◆ Provided passage
.....

HOST, ACCLIMATED: This topic of overpopulation, the idea that there are just too many people and the population growth is running out of control, it's actually been a consistent part of mainstream discourse to some extent or another for a few decades now. It shows up in pop culture sometimes. It came back into pop culture spotlight a couple years ago, actually, in a very big way with Avengers Infinity War, because the villain in that, Thanos, famously proclaimed his desire to end suffering by killing half of all life in the universe at random.

CLIP FROM AVENGERS ENDGAME: Pretty, isn't it? Perfectly balanced. This whole thing should --

HOST, ACCLIMATED: In his backstory, the idea is that he proposed this idea to I guess his government or whatever on his planet, [00:23:00] and they rejected it. He got exiled for it. And so his response was to just conquer other planets and take care of all that depopulation on his own.

CLIP FROM AVENGERS ENDGAME: Titan was like most planets, too many mounds, not enough to go around. And when we faced extinction, I offered a solution: genocide, but random, dispassionate, fair to rich and poor alike. They called me a madman. And what I predicted came to pass.

HOST, ACCLIMATED: What he means here is that his planet eventually experienced insurmountable tragedy, presumably as a result of the overpopulation he anticipated. So in order to prevent that from happening elsewhere, at least according to his argument, he decides to expedite his plans to depopulate the rest of the universe.

And in infinity where he goes ahead and takes care of this, he collects the Infinity Stones, does what he needs to do, snaps his fingers. [00:24:00] Half of all life is extinguished. And that's that, credit's role.

And so obviously, it's got people talking afterward. Some people a little bit more seriously, some people sort of half joking, whatever. But, over the next few months, a debate played out where people would say, is there merit to this idea that resource scarcity and population are intention? Or is this just a dangerous path to go down, in terms of environmental politics? People online joked that Thanos did nothing wrong, all that sort of stuff.

And so a term that came up often in these conversations was Malthusian, which is a reference to the ideas on population growth set forth by Thomas Malthus back in the late 18th century. And Thanos was apparently a Malthusian. But let's listen to him describe his philosophy in a little bit more detail and see how we think things actually work.

CLIP FROM AVENGERS ENDGAME: No, we were happy on my home planet.

Going to bed hungry, scrounging for scraps? Your planet was on the brink of collapse. [00:25:00] I'm the one who stopped that. Do you know what's happened since then? The children born have known nothing but full bellies and clear skies. It's a paradise.

Because you murdered half the planet!

A small price to pay for salvation.

You're insane!

Little one, it's a simple calculus. This universe is finite. It's resource is finite. If life is left unchecked, life will cease to exist. It needs correct --

You don't know that!

I'm the only one who knows that. At least I'm the only one with the will to act on it.

.....

◆ Recorded data
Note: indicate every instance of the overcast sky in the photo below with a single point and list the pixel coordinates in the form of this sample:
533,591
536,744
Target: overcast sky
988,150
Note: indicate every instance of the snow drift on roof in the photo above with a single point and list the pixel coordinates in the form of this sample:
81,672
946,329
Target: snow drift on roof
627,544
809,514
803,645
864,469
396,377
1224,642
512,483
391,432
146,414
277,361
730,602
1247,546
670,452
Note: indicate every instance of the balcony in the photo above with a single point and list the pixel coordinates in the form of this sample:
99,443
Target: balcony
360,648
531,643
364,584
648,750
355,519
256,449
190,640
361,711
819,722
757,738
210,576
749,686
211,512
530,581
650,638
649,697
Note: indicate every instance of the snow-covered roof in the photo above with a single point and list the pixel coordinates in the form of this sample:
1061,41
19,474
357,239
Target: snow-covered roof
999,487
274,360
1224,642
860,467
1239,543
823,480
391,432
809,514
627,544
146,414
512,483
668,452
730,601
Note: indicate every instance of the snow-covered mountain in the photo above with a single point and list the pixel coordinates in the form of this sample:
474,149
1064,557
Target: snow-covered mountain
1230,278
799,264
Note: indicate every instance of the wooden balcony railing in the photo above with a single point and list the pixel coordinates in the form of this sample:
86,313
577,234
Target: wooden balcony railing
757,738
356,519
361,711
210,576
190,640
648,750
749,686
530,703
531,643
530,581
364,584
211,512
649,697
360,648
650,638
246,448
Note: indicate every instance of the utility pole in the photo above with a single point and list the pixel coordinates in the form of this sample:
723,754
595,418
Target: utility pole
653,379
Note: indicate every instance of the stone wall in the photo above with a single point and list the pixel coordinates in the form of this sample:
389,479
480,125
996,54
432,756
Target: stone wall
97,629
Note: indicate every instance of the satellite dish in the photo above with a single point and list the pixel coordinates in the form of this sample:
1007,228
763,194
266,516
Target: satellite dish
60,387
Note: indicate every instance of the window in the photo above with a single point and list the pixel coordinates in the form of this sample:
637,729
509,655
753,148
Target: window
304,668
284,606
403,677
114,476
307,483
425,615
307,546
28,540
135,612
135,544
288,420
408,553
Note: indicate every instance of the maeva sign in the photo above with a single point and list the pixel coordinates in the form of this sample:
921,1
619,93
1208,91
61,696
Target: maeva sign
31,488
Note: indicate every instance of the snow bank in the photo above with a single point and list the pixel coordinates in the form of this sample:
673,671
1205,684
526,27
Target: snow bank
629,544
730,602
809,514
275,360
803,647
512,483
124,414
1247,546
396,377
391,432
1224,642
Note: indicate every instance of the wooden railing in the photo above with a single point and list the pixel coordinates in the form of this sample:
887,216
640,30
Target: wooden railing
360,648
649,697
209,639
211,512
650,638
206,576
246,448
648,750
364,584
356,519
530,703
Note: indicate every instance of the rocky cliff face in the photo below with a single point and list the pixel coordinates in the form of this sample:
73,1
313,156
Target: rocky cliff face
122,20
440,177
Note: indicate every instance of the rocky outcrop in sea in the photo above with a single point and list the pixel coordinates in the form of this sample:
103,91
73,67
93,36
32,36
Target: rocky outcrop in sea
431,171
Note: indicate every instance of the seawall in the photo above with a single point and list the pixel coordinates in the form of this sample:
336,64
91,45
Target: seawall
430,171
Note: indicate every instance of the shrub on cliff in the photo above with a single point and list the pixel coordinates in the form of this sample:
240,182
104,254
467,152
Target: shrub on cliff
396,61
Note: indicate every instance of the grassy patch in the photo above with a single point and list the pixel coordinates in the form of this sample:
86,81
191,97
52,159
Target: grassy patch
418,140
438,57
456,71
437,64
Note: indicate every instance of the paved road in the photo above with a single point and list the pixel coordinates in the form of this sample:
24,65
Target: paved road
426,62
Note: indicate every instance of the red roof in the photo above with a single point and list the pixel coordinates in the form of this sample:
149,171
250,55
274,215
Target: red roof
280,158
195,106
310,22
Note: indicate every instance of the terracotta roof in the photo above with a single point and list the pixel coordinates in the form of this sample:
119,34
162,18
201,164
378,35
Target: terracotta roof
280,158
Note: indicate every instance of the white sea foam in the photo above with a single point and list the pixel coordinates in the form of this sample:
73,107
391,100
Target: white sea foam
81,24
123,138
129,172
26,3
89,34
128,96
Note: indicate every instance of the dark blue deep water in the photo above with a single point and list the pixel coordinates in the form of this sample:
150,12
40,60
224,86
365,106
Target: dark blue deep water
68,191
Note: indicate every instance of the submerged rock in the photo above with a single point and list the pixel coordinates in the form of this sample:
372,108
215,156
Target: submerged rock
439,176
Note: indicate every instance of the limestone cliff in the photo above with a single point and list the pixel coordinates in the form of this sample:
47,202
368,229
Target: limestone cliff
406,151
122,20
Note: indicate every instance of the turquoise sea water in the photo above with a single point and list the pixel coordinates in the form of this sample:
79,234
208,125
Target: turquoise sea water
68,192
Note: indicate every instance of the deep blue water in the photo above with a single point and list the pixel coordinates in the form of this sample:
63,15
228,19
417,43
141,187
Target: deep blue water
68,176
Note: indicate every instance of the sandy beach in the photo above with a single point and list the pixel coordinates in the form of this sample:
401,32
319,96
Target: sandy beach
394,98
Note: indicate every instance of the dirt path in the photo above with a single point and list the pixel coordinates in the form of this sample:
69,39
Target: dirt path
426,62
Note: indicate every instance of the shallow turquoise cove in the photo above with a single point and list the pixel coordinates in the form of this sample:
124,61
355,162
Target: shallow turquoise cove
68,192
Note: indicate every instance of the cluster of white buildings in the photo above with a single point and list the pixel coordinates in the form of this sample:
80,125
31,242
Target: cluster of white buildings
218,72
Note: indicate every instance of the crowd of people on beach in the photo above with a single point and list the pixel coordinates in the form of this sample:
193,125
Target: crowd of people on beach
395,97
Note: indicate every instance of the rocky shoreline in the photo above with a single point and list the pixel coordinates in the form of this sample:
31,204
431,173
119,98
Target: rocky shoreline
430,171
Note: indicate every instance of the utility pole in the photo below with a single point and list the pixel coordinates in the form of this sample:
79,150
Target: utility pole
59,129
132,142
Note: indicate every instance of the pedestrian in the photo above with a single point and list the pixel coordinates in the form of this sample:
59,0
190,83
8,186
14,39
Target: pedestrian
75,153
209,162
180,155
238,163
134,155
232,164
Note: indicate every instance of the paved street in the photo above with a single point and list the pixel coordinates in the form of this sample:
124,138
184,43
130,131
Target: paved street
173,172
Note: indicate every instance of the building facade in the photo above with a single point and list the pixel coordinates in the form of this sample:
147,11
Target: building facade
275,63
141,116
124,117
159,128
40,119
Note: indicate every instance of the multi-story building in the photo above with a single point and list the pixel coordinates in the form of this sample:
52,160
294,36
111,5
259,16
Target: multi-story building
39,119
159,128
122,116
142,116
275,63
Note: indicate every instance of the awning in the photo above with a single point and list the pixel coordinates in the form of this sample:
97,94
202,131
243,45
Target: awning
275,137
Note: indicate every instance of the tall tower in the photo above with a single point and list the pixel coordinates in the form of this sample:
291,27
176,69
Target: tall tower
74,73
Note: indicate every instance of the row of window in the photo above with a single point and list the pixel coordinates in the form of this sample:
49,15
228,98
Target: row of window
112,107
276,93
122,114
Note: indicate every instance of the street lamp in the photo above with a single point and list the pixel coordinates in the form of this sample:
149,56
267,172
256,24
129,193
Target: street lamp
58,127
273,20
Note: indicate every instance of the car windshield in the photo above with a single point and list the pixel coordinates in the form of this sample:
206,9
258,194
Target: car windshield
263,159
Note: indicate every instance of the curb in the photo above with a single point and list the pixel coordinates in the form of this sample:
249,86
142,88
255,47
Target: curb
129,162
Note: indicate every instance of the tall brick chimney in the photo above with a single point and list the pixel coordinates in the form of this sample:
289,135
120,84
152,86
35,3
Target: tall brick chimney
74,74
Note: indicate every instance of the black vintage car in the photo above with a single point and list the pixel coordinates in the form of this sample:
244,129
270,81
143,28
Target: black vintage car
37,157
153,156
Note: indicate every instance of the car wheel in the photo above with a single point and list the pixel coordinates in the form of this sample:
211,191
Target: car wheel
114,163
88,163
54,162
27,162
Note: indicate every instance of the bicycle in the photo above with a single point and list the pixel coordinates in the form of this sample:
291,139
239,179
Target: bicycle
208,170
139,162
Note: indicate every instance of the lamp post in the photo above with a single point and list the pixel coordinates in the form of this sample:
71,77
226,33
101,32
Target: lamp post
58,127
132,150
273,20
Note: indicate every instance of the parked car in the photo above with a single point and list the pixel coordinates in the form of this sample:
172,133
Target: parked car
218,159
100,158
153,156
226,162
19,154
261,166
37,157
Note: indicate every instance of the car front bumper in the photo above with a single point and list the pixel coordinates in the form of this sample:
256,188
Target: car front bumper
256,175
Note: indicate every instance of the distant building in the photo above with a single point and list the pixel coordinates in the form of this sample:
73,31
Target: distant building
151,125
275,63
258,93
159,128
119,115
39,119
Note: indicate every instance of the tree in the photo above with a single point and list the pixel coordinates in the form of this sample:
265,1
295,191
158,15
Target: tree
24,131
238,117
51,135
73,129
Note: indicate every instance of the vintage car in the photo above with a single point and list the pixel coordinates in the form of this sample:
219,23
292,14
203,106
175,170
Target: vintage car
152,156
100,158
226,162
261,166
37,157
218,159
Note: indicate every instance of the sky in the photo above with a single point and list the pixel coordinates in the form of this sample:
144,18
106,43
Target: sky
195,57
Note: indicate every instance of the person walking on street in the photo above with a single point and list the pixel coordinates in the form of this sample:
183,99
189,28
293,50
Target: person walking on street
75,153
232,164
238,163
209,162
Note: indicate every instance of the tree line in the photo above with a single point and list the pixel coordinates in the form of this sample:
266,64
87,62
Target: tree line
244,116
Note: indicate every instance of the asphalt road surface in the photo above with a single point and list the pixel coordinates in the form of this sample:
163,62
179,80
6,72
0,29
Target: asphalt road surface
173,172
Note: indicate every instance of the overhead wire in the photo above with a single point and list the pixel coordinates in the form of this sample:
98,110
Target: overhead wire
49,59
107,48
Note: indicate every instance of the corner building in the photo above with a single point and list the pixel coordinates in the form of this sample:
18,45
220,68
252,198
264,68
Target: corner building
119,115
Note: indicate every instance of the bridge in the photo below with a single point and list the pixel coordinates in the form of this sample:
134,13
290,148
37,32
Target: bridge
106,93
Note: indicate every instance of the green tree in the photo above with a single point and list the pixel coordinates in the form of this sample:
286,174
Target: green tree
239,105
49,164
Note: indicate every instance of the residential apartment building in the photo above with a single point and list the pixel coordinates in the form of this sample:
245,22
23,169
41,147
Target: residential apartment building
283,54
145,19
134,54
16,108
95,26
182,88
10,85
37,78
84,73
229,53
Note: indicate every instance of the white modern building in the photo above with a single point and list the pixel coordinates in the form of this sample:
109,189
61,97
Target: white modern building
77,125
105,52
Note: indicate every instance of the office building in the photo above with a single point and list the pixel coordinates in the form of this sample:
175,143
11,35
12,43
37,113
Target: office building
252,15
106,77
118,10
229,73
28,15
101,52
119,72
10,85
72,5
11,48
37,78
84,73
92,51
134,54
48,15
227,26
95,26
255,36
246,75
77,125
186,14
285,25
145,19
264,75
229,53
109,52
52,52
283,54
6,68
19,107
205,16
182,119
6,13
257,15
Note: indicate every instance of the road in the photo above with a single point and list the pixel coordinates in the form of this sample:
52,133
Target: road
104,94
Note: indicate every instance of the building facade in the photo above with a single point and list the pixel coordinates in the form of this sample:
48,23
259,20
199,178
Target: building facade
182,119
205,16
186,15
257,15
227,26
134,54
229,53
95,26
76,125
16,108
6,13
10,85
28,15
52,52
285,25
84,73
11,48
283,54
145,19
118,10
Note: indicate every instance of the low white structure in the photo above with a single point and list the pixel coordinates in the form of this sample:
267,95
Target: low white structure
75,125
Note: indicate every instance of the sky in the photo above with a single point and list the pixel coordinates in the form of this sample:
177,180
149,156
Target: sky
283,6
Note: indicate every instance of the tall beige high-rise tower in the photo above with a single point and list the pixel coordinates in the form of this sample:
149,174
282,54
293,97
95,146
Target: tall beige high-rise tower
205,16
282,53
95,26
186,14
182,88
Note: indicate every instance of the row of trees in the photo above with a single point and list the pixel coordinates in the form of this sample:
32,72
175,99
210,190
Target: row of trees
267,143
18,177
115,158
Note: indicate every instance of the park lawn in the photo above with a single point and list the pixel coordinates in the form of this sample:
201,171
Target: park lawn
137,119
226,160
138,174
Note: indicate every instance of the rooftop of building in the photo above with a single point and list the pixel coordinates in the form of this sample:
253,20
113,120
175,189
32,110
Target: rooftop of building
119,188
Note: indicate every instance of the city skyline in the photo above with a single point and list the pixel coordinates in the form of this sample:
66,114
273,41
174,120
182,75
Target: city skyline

.....

◆ Tasks for this exercise
1. How many lines in the rows above contain the string "shoreline"? Reply with the number only.
2. Could you continue the overpopulation transcript above, starting right after its final line?

◆ Replies
1. 2

2.
HOST, ACCLIMATED: So in this conversation, he spells out the formula as he sees it. Finite resources means finite people. So if there are too many people around, there won't be enough for everyone. It's pure math. There's no way around it. This kind of, very straightforward mathematic formation of resources versus population is often [00:26:00] associated with Malthus. I will admit, I have referred to these kinds of ideas as Malthusian in my own writing before. It's a very easy shorthand. But it actually isn't exactly what Malthus was talking about, and I think looking at what he and his successors specifically proposed makes it easier to understand the problems with the overpopulation debate as it exists today and as it has existed for the past two centuries.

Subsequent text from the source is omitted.